### Directive
Copy the entries word for word, beginning at the line that contains "Every instance of the pink ribbed" and continuing through the final line of the entries.

— start Stored rows —

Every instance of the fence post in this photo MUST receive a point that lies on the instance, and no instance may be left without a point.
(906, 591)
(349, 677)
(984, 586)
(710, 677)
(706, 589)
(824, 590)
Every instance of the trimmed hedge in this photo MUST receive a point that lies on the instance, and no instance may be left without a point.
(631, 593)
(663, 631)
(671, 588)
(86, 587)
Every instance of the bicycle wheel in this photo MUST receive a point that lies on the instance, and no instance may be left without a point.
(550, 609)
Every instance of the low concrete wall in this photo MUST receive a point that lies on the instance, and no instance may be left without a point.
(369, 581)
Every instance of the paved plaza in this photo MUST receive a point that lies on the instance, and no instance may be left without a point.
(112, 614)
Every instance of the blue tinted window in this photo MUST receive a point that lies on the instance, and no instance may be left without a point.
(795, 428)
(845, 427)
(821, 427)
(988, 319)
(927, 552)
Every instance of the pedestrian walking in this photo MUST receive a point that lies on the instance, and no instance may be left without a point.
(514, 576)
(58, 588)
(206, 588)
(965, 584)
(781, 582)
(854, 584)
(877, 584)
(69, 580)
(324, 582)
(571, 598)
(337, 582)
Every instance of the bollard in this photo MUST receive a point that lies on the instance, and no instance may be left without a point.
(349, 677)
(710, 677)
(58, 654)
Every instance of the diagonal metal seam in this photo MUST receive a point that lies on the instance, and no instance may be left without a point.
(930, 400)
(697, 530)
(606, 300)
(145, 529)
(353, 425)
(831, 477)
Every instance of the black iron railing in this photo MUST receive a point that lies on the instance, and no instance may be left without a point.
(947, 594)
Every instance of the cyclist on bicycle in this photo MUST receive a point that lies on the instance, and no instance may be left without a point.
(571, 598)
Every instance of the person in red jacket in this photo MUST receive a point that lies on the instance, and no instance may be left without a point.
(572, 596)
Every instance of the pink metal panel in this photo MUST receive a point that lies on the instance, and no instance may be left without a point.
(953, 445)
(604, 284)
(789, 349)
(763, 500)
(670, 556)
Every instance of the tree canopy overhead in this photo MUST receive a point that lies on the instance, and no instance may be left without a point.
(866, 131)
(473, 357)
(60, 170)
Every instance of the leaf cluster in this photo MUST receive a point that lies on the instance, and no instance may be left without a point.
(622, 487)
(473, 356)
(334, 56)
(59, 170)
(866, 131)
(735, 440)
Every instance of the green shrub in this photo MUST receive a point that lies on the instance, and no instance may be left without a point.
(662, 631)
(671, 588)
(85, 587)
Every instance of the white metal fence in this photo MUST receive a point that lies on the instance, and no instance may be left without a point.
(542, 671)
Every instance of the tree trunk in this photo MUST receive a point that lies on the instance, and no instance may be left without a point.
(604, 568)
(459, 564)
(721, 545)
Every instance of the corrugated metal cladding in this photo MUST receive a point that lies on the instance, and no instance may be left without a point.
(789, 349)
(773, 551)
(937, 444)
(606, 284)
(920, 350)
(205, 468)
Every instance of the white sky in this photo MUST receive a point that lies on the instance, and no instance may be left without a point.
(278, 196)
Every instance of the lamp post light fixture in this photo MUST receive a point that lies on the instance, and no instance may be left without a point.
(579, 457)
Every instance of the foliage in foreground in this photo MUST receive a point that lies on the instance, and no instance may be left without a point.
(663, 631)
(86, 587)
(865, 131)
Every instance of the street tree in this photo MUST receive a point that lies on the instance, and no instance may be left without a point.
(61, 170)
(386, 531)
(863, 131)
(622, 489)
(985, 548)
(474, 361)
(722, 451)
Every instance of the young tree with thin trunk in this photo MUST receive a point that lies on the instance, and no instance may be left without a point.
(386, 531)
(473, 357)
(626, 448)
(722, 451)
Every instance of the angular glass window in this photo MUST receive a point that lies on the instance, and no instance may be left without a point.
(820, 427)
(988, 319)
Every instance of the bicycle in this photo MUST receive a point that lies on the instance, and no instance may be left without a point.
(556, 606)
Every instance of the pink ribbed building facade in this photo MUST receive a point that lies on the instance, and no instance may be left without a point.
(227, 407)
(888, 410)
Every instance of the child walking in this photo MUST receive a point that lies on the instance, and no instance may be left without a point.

— end Stored rows —

### Written answer
Every instance of the pink ribbed building facade in this photo MUST receive a point that lies on the instance, and no instance may be left without a point.
(227, 407)
(888, 410)
Every instance of the child walking in this photo MUST receive a point that lies on the instance, and no instance may be left without a point.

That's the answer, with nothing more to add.